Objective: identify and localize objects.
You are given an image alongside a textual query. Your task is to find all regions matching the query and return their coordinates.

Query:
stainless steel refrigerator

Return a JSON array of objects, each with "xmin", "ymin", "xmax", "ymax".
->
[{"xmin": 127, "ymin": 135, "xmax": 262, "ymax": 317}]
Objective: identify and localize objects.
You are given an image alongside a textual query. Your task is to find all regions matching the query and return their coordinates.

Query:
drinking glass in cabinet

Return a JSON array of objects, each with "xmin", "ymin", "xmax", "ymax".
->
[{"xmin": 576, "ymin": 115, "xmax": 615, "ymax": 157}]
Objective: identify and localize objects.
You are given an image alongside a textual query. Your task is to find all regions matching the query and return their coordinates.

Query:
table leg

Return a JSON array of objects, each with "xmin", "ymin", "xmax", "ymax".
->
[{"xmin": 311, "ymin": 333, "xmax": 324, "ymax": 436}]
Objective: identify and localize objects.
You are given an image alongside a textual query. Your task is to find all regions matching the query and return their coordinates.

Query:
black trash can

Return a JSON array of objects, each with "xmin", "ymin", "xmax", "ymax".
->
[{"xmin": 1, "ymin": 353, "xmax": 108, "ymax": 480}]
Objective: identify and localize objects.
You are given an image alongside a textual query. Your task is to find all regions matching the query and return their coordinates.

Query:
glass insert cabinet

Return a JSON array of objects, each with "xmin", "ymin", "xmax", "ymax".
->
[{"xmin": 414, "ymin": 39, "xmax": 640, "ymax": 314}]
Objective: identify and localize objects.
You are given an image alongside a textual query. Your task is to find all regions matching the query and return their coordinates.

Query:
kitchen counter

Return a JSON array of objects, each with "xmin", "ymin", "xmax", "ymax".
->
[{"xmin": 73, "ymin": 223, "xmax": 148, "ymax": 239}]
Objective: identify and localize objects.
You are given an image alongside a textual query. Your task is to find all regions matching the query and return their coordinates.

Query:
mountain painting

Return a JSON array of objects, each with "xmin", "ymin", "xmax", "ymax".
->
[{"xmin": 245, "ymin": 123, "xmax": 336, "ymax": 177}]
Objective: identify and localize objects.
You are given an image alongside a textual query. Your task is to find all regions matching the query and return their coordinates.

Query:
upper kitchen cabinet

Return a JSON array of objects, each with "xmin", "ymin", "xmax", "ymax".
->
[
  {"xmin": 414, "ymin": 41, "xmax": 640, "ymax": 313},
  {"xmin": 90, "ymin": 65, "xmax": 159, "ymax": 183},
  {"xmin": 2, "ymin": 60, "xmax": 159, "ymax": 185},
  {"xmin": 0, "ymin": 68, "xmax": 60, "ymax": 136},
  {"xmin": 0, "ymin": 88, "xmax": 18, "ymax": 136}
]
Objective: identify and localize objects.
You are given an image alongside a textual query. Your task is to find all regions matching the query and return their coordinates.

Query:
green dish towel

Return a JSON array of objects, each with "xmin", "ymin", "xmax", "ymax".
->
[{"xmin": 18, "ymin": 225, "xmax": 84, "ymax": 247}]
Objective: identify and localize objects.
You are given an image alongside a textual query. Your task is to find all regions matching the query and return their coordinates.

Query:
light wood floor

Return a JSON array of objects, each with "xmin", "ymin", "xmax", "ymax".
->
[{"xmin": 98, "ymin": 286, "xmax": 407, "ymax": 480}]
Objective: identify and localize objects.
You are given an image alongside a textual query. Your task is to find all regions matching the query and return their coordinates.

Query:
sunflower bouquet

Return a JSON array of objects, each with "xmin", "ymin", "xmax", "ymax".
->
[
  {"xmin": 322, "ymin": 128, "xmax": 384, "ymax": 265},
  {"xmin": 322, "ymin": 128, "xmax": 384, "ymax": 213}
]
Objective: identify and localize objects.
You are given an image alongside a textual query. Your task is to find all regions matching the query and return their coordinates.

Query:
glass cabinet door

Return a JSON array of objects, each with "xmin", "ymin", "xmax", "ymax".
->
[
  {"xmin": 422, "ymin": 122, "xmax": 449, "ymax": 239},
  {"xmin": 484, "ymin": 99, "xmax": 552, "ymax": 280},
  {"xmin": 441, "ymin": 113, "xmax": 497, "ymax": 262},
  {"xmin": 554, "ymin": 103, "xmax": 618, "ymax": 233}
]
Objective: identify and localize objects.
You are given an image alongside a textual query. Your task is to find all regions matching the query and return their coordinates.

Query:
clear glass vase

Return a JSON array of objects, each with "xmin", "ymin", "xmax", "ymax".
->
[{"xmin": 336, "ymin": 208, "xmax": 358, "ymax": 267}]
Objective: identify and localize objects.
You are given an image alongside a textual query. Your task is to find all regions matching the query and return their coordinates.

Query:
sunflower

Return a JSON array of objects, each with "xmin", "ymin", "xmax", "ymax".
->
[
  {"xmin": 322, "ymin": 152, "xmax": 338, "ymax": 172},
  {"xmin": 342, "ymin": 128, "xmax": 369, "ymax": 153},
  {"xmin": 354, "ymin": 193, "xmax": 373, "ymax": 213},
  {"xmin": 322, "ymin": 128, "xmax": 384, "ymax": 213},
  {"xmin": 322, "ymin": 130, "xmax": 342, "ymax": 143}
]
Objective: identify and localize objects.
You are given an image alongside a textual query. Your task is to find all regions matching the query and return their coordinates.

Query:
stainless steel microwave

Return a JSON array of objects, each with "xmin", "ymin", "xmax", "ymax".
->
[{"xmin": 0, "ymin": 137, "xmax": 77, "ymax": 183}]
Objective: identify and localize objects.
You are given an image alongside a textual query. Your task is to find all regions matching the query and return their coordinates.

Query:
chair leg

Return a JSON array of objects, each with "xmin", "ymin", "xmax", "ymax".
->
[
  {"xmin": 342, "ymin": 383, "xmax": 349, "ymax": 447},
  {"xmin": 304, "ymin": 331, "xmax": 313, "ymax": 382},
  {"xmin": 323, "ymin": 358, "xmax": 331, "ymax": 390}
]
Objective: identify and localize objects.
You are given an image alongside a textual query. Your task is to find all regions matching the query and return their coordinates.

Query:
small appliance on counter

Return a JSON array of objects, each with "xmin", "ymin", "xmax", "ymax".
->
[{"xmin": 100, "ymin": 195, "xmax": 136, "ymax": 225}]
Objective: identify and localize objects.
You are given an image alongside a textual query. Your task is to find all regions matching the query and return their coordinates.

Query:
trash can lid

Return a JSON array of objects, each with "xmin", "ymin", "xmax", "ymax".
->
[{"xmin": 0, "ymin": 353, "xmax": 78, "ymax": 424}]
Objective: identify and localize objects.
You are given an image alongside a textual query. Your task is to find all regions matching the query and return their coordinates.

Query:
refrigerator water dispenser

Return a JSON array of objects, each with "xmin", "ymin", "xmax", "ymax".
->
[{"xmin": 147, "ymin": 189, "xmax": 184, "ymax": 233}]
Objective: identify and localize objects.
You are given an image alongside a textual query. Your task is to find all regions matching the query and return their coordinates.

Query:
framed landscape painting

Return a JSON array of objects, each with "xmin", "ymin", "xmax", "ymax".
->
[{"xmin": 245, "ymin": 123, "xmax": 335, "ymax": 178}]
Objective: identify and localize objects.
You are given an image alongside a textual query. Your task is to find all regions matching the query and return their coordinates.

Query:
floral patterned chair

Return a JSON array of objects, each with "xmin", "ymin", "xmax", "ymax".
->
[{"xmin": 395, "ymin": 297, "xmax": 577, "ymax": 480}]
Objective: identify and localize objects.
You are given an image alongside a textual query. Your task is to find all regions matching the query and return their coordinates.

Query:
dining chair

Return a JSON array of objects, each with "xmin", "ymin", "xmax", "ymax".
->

* _Exercise_
Rewrite all of the records above, changing "textual query" to "written query" and leaving every other word unchanged.

* _Finished exercise_
Objective: identify and localize objects.
You are given an image alongside a written query. Your task is to find all regions matching the query and return their coordinates.

Query:
stainless steel refrigerator

Return a JSON array of objects, each with "xmin", "ymin", "xmax", "ymax".
->
[{"xmin": 127, "ymin": 135, "xmax": 262, "ymax": 317}]
Objective: identify and localize objects.
You are given an image alongside a written query. Your task is to find all regions matching the query and return their coordinates.

Query:
drinking glass in cabinet

Return a JSON array of objects, each with "xmin", "ymin", "xmax", "ymax".
->
[{"xmin": 576, "ymin": 115, "xmax": 615, "ymax": 157}]
Objective: identify and localize objects.
You are given an image alongside a written query. Your task is to find all regions matching the query and return their coordinates.

Query:
table leg

Return a JSON array of objects, each with "xmin", "ymin", "xmax", "ymax".
->
[{"xmin": 311, "ymin": 333, "xmax": 324, "ymax": 436}]
Objective: identify and localize objects.
You are given an image alongside a written query. Your task is to find all regions matching the query and return their coordinates.

Query:
black trash can

Return a JSON array of objects, each with "xmin", "ymin", "xmax", "ymax".
->
[{"xmin": 1, "ymin": 353, "xmax": 108, "ymax": 480}]
Objective: identify and localize objects.
You are given an image alongside a written query. Your task is to find all regions matching the query and return their coordinates.

Query:
glass insert cabinet

Return a JSON array of objects, each with "xmin", "ymin", "xmax", "ymax".
->
[{"xmin": 414, "ymin": 39, "xmax": 640, "ymax": 314}]
Objective: identify and localize objects.
You are given an image alongside a written query. Your task is to find all regions matching the query and return their coordinates.

Query:
kitchen counter

Return a JSON array of objects, each with "xmin", "ymin", "xmax", "ymax".
->
[{"xmin": 73, "ymin": 223, "xmax": 148, "ymax": 239}]
Objective: identify and localize objects.
You are given an image alongside a written query. Your task is to find all regions matching the query and return their coordinates.

Query:
mountain painting

Return a JSON array of objects, each with "xmin", "ymin", "xmax", "ymax".
->
[{"xmin": 245, "ymin": 123, "xmax": 336, "ymax": 177}]
Objective: identify and localize objects.
You are given an image alongside a written query. Your task is to find all regions matching the query and return their coordinates.

Query:
upper kitchen cabinet

Return a JSON array of objects, each with "xmin", "ymin", "xmax", "ymax".
->
[
  {"xmin": 414, "ymin": 41, "xmax": 640, "ymax": 313},
  {"xmin": 90, "ymin": 65, "xmax": 159, "ymax": 183},
  {"xmin": 2, "ymin": 60, "xmax": 159, "ymax": 185},
  {"xmin": 0, "ymin": 68, "xmax": 60, "ymax": 136},
  {"xmin": 0, "ymin": 88, "xmax": 18, "ymax": 136}
]
Objective: identify and localize objects.
You are given an image alongside a written query. Your task is to find all regions matching the query and return their coordinates.

Query:
green dish towel

Return a JSON array of objects, each with "xmin", "ymin", "xmax", "ymax".
->
[{"xmin": 18, "ymin": 225, "xmax": 84, "ymax": 247}]
Objective: identify and localize objects.
You are given an image alongside a written query. Your task is to find all regions matching the query and return their coordinates.

Query:
light wood floor

Return a JSON array of objects, each with "xmin", "ymin", "xmax", "ymax".
->
[{"xmin": 98, "ymin": 286, "xmax": 407, "ymax": 480}]
Objective: identify and localize objects.
You are given an image alongside a written query. Your task is to find all regions matching the query and return their coordinates.

Query:
sunflower bouquet

Return a JSON array of objects, each with "xmin", "ymin", "xmax", "ymax".
->
[
  {"xmin": 322, "ymin": 128, "xmax": 384, "ymax": 265},
  {"xmin": 322, "ymin": 128, "xmax": 384, "ymax": 213}
]
Objective: identify and localize objects.
You are given an image alongside a written query. Your task is to find all regions matching the query and return their coordinates.

Query:
glass cabinet door

Return a JSON array of objects, each with "xmin", "ymin", "xmax", "ymax".
->
[
  {"xmin": 422, "ymin": 122, "xmax": 449, "ymax": 239},
  {"xmin": 484, "ymin": 99, "xmax": 552, "ymax": 280},
  {"xmin": 441, "ymin": 113, "xmax": 497, "ymax": 262},
  {"xmin": 554, "ymin": 103, "xmax": 618, "ymax": 233}
]
Objective: identify and localize objects.
You are given an image alongside a written query. Your task is to find all regions matching the query and return their coordinates.

Query:
clear glass vase

Return a JSON array of objects, each with "xmin", "ymin", "xmax", "ymax".
->
[{"xmin": 336, "ymin": 208, "xmax": 358, "ymax": 267}]
Objective: identify and localize objects.
You are given an image alongside a written query. Your task is to find all regions matching the query and return their coordinates.

Query:
sunflower

Return a JSON array of objects, each with "xmin", "ymin", "xmax", "ymax".
->
[
  {"xmin": 322, "ymin": 152, "xmax": 338, "ymax": 172},
  {"xmin": 342, "ymin": 128, "xmax": 369, "ymax": 153},
  {"xmin": 354, "ymin": 193, "xmax": 373, "ymax": 213},
  {"xmin": 322, "ymin": 128, "xmax": 384, "ymax": 213},
  {"xmin": 322, "ymin": 130, "xmax": 342, "ymax": 143}
]
Objective: identify and localize objects.
You are given an image alongside a written query. Your task is to find all regions matching the query and return their coordinates.

Query:
stainless steel microwave

Return a JSON array of objects, each with "xmin", "ymin", "xmax", "ymax".
->
[{"xmin": 0, "ymin": 137, "xmax": 77, "ymax": 183}]
Objective: identify and localize objects.
You are given an image alongside a written query. Your task is to find all regions matching the query and return their coordinates.

Query:
chair leg

Return a JSON array of objects, each with "xmin", "ymin", "xmax", "ymax".
->
[
  {"xmin": 342, "ymin": 383, "xmax": 349, "ymax": 447},
  {"xmin": 304, "ymin": 331, "xmax": 313, "ymax": 382},
  {"xmin": 323, "ymin": 358, "xmax": 331, "ymax": 390}
]
Objective: identify and localize objects.
You are given an image alongside a written query. Your task is to find all regions matching the query and return their coordinates.

Query:
small appliance on counter

Return a JSON array of objects, each with "xmin", "ymin", "xmax", "ymax".
->
[{"xmin": 100, "ymin": 195, "xmax": 136, "ymax": 225}]
Objective: identify and localize objects.
You are given an image alongside a written query. Your task is to find all regions matching the query and return their coordinates.

Query:
trash can lid

Return a JSON array of objects, each with "xmin", "ymin", "xmax", "ymax".
->
[{"xmin": 0, "ymin": 353, "xmax": 78, "ymax": 424}]
Objective: identify and localize objects.
You are given an image alongside a written query. Your task is to find all regions matching the query and return their coordinates.

Query:
refrigerator water dispenser

Return a JSON array of objects, each with "xmin", "ymin", "xmax", "ymax".
->
[{"xmin": 147, "ymin": 189, "xmax": 184, "ymax": 233}]
Objective: identify and localize objects.
You are given an image alongside a written query. Your task is to find all regions matching the query and return their coordinates.

Query:
framed landscape painting

Return a JSON array of objects, each with "xmin", "ymin", "xmax", "ymax".
->
[{"xmin": 245, "ymin": 123, "xmax": 335, "ymax": 178}]
Objective: identify and localize objects.
You are given an image alongside a written query. Your task is to find all regions matching the query and return their coordinates.

Query:
floral patterned chair

Return a JSON array of objects, each with "xmin", "ymin", "xmax", "ymax".
->
[{"xmin": 395, "ymin": 297, "xmax": 577, "ymax": 480}]
Objective: identify and localize objects.
You are given an image alongside a written query. Your task is to find all regions matching the query and return their coordinates.

Query:
dining chair

Return a JSON array of objects, each with "xmin", "ymin", "xmax", "ymax".
->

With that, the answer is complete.